**Directive**
Copy the listing below line for line, without the pictures.

Stored dataset items:
Begin

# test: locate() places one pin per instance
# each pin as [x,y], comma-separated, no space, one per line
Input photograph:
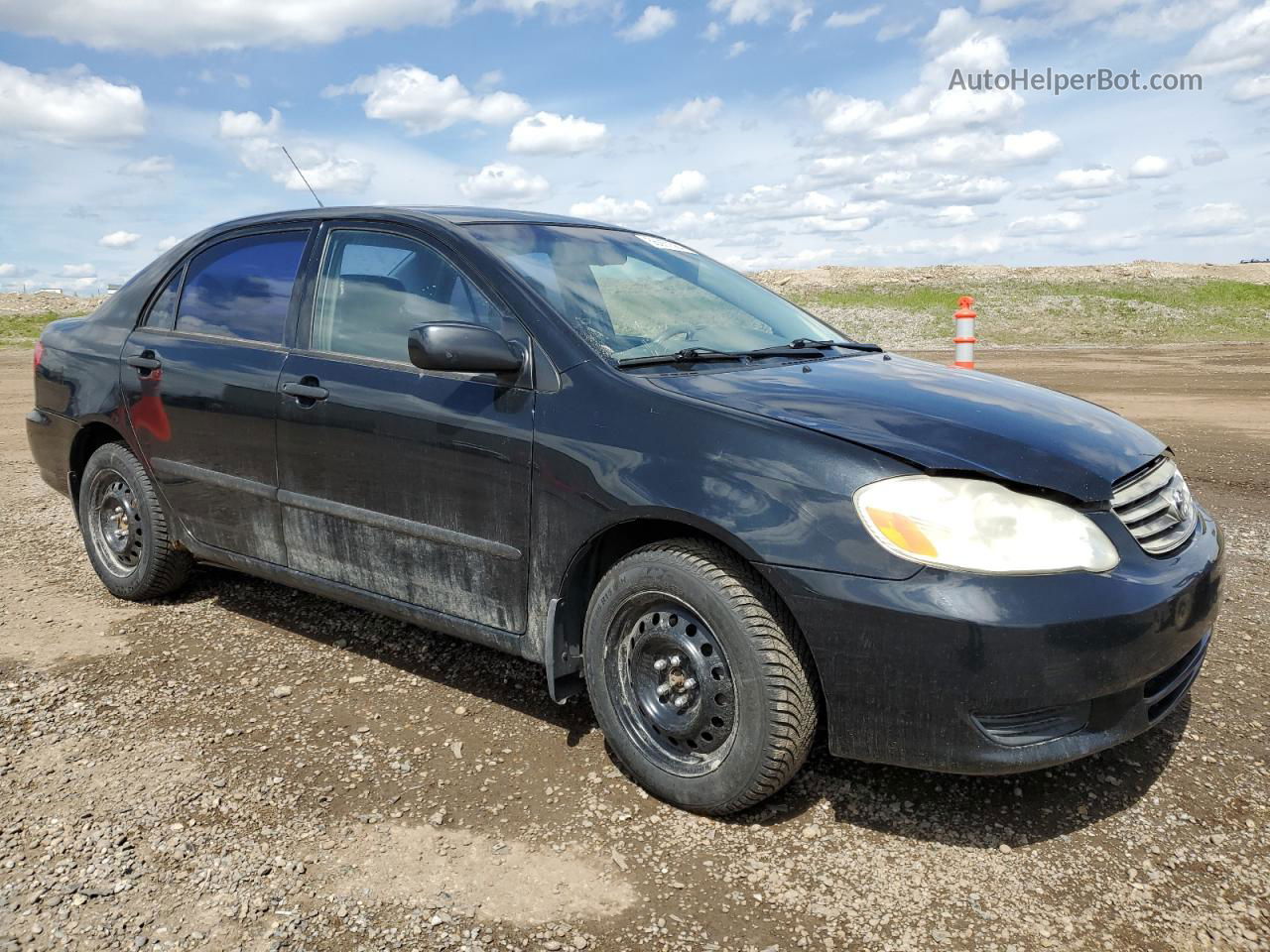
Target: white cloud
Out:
[67,107]
[214,24]
[1032,146]
[500,181]
[1057,223]
[953,216]
[698,114]
[1152,167]
[118,239]
[1206,151]
[844,114]
[762,10]
[548,134]
[653,22]
[926,188]
[423,102]
[150,166]
[248,125]
[929,108]
[1211,218]
[1239,42]
[611,209]
[776,202]
[257,144]
[852,19]
[824,225]
[689,225]
[1095,181]
[1251,87]
[688,185]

End

**Output of the exercise**
# test: locate() places one pin per instance
# each pin as [x,y], comma-separated, no space, one per line
Input photograph:
Target: white cloud
Out:
[67,107]
[214,24]
[1032,146]
[500,181]
[1057,223]
[953,216]
[698,114]
[1152,167]
[118,239]
[1206,151]
[844,114]
[762,10]
[548,134]
[653,22]
[926,188]
[423,102]
[150,166]
[248,125]
[929,108]
[1211,218]
[1239,42]
[611,209]
[776,202]
[257,144]
[852,19]
[824,225]
[689,225]
[1095,181]
[1251,87]
[688,185]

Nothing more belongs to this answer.